● PASSAGE TO READ:
* start *

This function calculates the posterior probabilities of a message being spam or non-spam using a Naive Bayes approach.

#### **Parameters:**
- `message`: The message to classify.
- `spam_words`: A list of words that appear in spam messages.
- `non_spam_words`: A list of words that appear in non-spam messages.
- `total_spam_words`: The total count of words in spam messages.
- `total_non_spam_words`: The total count of words in non-spam messages.
- `len_unique_words`: The number of unique words in the dataset.
- `probability_of_spam_msgs`: The prior probability of a message being spam.
- `probability_of_non_spam_msgs`: The prior probability of a message being non-spam.
- `alpha`: The Laplace smoothing parameter (default is 1).

#### **Process:**
1. **Clean the Message**: The message is cleaned by removing unnecessary characters or formatting.
2. **Initialize Priors**: The prior probabilities for both spam and non-spam are set using `probability_of_spam_msgs` and `probability_of_non_spam_msgs`.

* end *

● PROVIDED MATERIAL:
* start *

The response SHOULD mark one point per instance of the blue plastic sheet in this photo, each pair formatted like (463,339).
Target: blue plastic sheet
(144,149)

* end *

● GOAL OF THE EXERCISE:
Reproduce the passage describing the Naive Bayes spam function, from "This function calculates" up to and including "words in non-spam messages.".

● FINAL ANSWER:
This function calculates the posterior probabilities of a message being spam or non-spam using a Naive Bayes approach.

#### **Parameters:**
- `message`: The message to classify.
- `spam_words`: A list of words that appear in spam messages.
- `non_spam_words`: A list of words that appear in non-spam messages.
- `total_spam_words`: The total count of words in spam messages.
- `total_non_spam_words`: The total count of words in non-spam messages.